Would you transcribe the records below exactly, omitting every picture?

── Exercise inputs ──

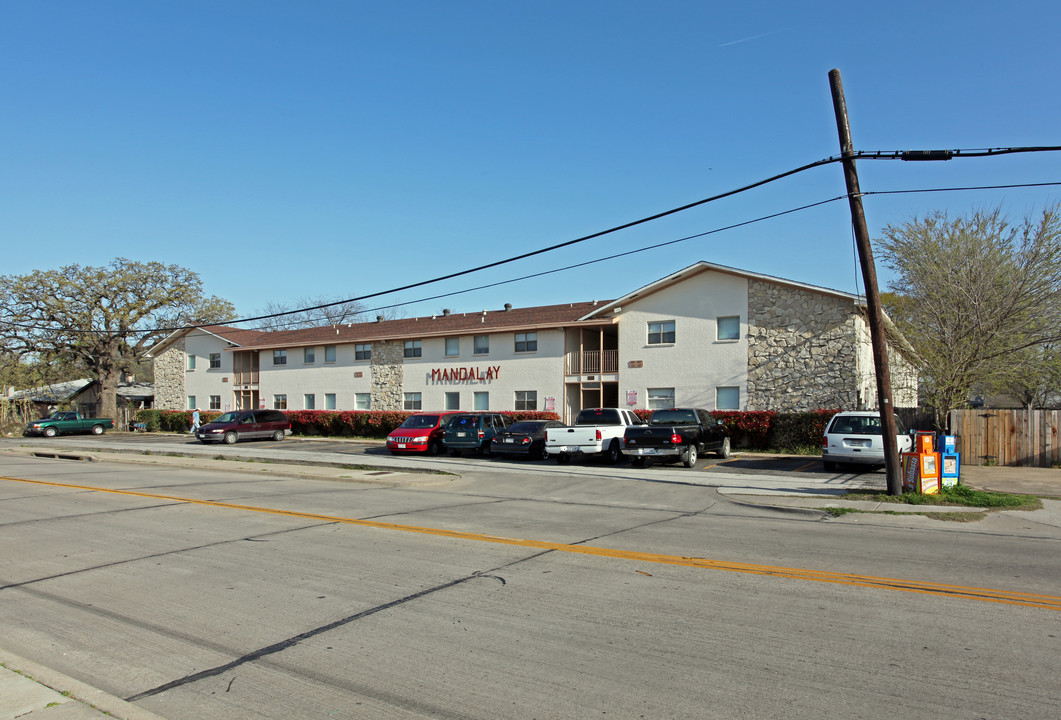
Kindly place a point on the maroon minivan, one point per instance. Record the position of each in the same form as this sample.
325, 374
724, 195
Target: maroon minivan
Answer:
244, 425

───

— Output below —
Kindly place a point on the maroon minivan, one point per instance. Record the position of each in the same form as this sample.
325, 374
724, 195
Target: maroon minivan
Answer:
244, 425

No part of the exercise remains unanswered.